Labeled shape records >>
START
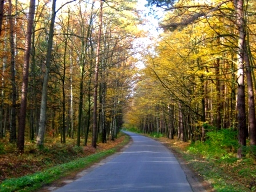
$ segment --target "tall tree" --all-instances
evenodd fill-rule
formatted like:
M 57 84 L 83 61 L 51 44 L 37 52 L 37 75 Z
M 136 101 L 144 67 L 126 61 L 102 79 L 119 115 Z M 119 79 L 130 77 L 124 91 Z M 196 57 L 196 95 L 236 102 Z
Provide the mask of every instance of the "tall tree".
END
What is being asked >>
Convert each line of the listing into one string of a JSON list, leaving out blank lines and the pictures.

Written solution >>
[
  "$ segment --target \"tall tree\" --all-instances",
  "evenodd fill-rule",
  "formatted like:",
  "M 57 84 L 83 61 L 51 44 L 37 52 L 37 75 Z",
  "M 136 101 L 144 67 L 126 61 L 102 79 L 119 115 Z M 119 79 L 130 77 L 124 91 Z M 196 57 L 196 95 L 236 102 Z",
  "Provide the mask of every instance of the \"tall tree\"."
]